begin

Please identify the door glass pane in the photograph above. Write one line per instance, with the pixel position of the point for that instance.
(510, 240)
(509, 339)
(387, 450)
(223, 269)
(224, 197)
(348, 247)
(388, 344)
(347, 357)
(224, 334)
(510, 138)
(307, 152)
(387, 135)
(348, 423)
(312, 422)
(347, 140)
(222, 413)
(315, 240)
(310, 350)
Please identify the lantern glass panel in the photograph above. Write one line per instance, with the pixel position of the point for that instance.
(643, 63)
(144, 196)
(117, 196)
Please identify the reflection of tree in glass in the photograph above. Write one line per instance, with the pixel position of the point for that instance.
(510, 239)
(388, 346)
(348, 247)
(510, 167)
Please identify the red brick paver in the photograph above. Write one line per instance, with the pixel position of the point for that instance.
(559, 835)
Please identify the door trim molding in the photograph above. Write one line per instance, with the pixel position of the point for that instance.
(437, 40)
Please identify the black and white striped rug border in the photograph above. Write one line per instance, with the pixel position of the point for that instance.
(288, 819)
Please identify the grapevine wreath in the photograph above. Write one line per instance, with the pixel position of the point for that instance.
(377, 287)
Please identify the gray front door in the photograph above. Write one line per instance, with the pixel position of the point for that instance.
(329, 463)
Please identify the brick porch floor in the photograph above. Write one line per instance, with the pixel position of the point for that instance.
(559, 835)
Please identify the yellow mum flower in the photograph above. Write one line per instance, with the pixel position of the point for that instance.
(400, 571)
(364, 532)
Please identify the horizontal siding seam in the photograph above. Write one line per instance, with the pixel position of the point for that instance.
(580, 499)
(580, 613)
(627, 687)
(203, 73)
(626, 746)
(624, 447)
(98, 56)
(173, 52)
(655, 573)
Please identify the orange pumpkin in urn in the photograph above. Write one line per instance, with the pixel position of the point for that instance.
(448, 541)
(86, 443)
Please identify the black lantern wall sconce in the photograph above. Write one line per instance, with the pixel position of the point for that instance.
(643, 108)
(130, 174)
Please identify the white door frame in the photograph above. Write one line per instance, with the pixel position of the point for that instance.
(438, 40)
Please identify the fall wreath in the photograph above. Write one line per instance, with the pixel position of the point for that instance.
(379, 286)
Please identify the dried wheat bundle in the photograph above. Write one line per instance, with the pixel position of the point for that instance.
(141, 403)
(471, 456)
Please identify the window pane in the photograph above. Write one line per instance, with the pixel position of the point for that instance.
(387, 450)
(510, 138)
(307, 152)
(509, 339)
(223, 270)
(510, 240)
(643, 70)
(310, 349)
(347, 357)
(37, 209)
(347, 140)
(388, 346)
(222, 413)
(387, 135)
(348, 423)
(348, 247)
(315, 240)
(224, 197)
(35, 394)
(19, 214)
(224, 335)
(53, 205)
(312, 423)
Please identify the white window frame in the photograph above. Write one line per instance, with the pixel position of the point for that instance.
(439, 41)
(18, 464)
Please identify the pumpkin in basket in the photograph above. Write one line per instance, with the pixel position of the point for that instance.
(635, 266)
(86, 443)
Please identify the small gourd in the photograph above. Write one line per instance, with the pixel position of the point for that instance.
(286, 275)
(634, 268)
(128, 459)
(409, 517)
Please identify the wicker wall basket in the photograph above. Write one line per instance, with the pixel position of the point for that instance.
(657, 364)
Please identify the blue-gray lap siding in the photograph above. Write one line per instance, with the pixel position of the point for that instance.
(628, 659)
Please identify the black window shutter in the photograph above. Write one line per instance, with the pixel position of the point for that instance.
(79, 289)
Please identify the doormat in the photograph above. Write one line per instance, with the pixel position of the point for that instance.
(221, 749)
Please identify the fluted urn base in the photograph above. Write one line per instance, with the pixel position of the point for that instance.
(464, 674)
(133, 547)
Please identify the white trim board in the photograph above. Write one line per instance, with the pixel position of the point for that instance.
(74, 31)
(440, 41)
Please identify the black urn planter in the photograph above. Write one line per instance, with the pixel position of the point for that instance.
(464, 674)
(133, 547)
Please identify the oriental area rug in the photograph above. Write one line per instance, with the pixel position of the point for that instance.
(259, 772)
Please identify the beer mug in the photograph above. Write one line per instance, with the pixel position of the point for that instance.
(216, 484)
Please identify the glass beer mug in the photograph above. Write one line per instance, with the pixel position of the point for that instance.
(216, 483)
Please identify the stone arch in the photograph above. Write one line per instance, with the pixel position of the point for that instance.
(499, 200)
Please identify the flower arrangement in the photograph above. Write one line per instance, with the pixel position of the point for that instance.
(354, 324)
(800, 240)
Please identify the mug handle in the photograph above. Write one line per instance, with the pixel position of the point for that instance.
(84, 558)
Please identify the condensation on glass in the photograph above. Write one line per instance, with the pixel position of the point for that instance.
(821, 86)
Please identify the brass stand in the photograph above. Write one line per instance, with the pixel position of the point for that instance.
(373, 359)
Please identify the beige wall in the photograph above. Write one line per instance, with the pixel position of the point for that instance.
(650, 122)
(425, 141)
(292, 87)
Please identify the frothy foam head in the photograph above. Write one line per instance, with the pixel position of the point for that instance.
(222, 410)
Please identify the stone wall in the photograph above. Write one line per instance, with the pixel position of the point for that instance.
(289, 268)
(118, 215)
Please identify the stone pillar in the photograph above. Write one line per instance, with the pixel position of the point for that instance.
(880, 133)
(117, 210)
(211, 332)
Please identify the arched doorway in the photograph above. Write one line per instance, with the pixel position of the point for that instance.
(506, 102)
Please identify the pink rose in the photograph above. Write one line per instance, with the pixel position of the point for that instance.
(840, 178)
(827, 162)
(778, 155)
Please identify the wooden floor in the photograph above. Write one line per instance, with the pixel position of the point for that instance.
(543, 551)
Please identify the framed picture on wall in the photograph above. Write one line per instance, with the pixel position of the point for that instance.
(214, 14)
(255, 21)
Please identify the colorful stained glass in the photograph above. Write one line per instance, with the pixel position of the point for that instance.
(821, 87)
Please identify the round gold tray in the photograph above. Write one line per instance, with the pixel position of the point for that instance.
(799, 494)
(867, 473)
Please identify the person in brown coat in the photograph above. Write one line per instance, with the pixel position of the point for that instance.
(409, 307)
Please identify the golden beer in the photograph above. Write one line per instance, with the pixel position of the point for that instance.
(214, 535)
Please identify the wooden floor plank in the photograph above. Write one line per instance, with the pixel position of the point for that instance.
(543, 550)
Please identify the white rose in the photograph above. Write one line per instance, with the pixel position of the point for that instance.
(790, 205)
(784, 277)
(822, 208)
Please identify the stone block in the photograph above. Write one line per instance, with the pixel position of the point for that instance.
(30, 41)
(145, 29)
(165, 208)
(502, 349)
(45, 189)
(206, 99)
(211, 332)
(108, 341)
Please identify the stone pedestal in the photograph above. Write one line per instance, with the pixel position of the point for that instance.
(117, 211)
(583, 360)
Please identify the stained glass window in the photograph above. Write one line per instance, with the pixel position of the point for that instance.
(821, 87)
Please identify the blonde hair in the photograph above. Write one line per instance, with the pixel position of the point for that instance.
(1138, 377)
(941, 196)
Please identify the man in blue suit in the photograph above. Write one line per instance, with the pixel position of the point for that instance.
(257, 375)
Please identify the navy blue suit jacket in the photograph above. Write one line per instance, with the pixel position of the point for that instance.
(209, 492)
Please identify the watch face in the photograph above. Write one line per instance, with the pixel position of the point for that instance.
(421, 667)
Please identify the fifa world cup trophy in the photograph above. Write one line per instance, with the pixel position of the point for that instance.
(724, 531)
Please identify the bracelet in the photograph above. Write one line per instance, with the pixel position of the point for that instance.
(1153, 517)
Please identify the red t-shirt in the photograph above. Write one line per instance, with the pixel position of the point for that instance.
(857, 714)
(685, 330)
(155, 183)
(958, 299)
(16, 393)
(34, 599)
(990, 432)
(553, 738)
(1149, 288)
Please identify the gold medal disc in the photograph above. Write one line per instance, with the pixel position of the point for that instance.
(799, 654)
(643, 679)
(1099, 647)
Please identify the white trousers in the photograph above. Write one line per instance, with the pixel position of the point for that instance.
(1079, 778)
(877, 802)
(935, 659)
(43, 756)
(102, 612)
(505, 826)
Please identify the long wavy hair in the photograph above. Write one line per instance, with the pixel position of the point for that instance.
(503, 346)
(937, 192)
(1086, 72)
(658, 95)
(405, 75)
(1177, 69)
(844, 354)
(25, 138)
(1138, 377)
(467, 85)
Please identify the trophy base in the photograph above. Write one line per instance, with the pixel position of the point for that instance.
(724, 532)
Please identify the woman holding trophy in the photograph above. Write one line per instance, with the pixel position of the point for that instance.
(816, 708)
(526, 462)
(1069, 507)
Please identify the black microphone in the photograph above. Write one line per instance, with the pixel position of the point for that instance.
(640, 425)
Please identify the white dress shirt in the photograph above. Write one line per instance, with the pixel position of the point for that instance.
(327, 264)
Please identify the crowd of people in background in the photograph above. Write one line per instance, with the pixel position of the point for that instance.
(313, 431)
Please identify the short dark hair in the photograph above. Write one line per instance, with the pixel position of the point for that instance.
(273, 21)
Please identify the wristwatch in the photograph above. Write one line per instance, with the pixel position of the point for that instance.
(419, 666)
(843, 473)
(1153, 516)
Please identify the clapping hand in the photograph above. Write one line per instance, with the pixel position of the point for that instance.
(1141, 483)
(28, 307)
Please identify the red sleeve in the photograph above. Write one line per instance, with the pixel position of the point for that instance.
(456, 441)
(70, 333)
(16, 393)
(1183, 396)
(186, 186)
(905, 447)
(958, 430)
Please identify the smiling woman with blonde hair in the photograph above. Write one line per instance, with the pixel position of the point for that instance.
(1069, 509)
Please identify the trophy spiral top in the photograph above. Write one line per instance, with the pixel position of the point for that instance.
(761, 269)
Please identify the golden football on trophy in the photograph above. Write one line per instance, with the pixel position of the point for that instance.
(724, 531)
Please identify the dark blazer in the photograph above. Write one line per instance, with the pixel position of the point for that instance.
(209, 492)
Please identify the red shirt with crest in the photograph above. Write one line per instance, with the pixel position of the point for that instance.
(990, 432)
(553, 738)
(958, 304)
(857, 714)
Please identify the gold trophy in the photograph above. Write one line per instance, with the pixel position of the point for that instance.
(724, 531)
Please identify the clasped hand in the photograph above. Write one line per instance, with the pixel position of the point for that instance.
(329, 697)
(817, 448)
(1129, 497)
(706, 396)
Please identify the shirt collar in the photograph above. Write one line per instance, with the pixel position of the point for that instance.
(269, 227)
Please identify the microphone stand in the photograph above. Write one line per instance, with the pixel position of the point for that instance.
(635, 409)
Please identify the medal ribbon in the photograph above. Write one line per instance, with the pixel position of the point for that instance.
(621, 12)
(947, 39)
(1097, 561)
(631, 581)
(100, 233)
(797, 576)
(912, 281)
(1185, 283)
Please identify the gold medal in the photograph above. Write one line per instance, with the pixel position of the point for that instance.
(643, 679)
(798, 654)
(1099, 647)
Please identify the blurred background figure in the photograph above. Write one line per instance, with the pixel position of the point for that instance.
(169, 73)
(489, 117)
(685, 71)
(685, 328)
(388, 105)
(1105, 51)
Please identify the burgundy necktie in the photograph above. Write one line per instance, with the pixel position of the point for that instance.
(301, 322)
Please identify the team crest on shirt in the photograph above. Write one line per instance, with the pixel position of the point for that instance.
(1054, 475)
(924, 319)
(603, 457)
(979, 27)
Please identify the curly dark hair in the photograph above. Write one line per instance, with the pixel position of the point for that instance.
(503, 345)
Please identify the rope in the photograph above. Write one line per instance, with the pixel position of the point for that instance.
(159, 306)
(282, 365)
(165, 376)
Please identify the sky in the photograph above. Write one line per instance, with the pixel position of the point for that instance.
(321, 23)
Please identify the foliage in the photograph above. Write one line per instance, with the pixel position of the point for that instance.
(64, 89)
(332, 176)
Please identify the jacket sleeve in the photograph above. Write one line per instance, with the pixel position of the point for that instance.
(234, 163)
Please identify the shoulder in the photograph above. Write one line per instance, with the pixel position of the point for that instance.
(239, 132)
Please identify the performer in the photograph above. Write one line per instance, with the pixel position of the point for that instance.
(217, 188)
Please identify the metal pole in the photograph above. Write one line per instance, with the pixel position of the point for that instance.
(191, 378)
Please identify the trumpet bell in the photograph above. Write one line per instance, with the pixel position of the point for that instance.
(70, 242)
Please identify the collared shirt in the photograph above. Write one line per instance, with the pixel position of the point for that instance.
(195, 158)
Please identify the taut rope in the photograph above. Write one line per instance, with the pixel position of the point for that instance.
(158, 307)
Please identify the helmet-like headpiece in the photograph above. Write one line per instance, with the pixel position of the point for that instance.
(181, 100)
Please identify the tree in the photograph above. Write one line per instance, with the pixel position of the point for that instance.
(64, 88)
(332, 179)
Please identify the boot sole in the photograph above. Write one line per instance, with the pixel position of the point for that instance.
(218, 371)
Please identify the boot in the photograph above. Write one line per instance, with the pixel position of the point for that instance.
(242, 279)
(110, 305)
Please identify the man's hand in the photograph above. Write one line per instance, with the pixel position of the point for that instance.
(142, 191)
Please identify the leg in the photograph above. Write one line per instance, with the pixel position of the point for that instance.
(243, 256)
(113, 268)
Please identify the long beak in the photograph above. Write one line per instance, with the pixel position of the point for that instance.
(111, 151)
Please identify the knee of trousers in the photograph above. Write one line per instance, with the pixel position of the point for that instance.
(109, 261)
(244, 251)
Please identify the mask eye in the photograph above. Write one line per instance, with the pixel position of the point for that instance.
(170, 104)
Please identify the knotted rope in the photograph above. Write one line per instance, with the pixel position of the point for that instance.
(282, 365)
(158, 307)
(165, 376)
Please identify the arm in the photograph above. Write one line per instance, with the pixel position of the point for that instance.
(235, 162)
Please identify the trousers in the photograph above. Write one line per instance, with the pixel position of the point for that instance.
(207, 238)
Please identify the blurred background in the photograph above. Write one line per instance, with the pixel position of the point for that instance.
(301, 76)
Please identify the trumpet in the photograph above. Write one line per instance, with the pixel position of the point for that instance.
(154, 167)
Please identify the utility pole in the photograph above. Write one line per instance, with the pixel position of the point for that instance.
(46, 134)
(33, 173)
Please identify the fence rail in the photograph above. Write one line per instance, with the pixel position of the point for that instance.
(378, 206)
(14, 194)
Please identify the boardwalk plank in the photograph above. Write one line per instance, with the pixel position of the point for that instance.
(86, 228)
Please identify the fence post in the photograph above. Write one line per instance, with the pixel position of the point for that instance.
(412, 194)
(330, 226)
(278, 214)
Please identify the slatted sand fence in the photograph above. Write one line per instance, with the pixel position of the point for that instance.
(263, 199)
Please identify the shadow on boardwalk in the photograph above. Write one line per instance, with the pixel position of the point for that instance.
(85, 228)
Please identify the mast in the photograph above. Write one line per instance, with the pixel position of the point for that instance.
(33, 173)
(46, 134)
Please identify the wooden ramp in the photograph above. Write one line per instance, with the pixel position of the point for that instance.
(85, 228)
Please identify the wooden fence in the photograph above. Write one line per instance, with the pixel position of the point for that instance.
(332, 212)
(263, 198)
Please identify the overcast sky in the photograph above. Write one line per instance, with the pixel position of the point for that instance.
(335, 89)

end

◆ Work to complete ◆
Render the items from the line containing "Please identify the gold medal disc" up to and including the line containing "(1069, 507)" as a two-column CSV with the headers item_text and item_answer. Give one row per item, put each field in double quotes, and replace every line break within a field with a space.

◆ Result of the task ◆
item_text,item_answer
"Please identify the gold medal disc in the photograph above. Write one line per instance, with the pixel position of the point for that instance.","(799, 654) (643, 679) (1099, 647)"
"Please identify the white trousers in the photograph above. Write one line per instance, with the pixel position of the point for that instance.","(1079, 778) (877, 802) (935, 659) (43, 756) (102, 612) (505, 826)"
"Please identify the long wavy hair in the photograph above. Write one line per instance, with the pixel position of the point for that instance.","(503, 346) (937, 192) (1086, 72) (658, 95) (405, 75) (1177, 69) (844, 354) (25, 138) (1138, 377) (467, 85)"
"Please identify the trophy base in the photograph above. Write one line per instance, with the pixel position of the point for that instance.","(724, 532)"
"Please identify the woman holding trophy in the photograph above. Write one line per instance, with the pixel position of the point for that instance.","(816, 708) (526, 462) (1069, 507)"